## SOURCE EXTRACT
---
December 20, 2007

Docs, 12/20.

Austin Chronicle: Steve Bilich "Every film has a backstory just like every life has a history, but rarely do the two commingle to such a fantastic and phantasmagoric degree as they do in Austin filmmaker Steve Bilich's 13-minute short Native New Yorker, which took home the Best Documentary Short award at the 2006 Tribeca Film Festival." Marc Savlov tells that story in the Austin Chronicle.

Also: "Turns out there's money to be made in selling supplies to people bringing drugs into this country and in incarcerating those unlucky enough to get caught holding them." Josh Rosenblatt previews American Drug War.

"Today is the 4th day of our 5-day online discussion on The D-Word with key staffers from the Independent Television Service (ITVS)," notes Doug Block. "It's a rare opportunity for doc makers to get their questions answered and glean insights into the submission and decision-making process of one of the biggest funders around (and not just for US projects)."

"Nancy Buirski, the founder, CEO and Artistic Director of the influential Full Frame Film Festival, announced yesterday that she is stepping down from the festival." AJ Schnack has more.

For the Los Angeles Times, Addie Morfoot talks to a slew of documentary filmmakers and discovers: "When the cameras stop, many filmmakers find the relationship with their subjects goes on - for better or worse - sometimes for years."

Les Blank's "enthusiasm and fun practically radiate from the screen; a documentarian for nearly 50 years now, he doesn't seem to be interviewing or investigating his subjects so much as amiably hanging out with them," writes Dennis Harvey at SF360. "[T]he vast majority of Blank's movies have been celebrations of good-time music and good food, sometimes both at once. Really, who wouldn't like this guy's job? His latest, All This in Tea (which was co-directed with his editor Gina Leibrecht), is typical Blank."
---
## Items from a point labeling set
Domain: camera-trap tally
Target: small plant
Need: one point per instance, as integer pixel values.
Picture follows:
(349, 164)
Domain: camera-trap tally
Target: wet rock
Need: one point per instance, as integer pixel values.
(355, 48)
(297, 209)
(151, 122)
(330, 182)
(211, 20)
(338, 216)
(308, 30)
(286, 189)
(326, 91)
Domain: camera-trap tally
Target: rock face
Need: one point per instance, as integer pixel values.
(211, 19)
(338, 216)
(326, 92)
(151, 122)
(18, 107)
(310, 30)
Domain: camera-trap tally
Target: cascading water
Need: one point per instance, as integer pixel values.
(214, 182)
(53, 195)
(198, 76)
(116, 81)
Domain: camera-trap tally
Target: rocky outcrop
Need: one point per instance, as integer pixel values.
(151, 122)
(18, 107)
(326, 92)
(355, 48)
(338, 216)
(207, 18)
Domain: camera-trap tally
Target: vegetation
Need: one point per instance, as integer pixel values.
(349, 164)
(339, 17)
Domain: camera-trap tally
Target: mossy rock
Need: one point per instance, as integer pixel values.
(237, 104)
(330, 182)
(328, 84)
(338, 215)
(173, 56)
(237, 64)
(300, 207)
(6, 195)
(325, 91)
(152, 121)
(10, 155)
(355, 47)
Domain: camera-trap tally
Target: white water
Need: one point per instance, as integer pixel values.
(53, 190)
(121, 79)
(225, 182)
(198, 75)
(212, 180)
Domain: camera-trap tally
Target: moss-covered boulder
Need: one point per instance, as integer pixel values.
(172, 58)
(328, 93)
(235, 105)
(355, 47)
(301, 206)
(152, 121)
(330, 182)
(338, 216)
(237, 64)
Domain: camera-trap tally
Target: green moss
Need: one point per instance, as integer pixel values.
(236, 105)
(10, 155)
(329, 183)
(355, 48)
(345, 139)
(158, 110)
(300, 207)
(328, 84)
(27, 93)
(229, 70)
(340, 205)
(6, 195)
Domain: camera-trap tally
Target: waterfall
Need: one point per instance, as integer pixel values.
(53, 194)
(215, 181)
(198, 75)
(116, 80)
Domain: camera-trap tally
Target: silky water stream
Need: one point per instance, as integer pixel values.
---
## REQUIREMENT 1
Copy the documentary news roundup from "Austin Chronicle: Steve" to "American Drug War.", substituting "The Drug Trade" for "American Drug War".
## REQUIREMENT 2
In the documentary news roundup, who co-directed All This in Tea with Les Blank?

## FULL ANSWER 1
Austin Chronicle: Steve Bilich "Every film has a backstory just like every life has a history, but rarely do the two commingle to such a fantastic and phantasmagoric degree as they do in Austin filmmaker Steve Bilich's 13-minute short Native New Yorker, which took home the Best Documentary Short award at the 2006 Tribeca Film Festival." Marc Savlov tells that story in the Austin Chronicle.

Also: "Turns out there's money to be made in selling supplies to people bringing drugs into this country and in incarcerating those unlucky enough to get caught holding them." Josh Rosenblatt previews The Drug Trade.

## FULL ANSWER 2
Gina Leibrecht, his editor.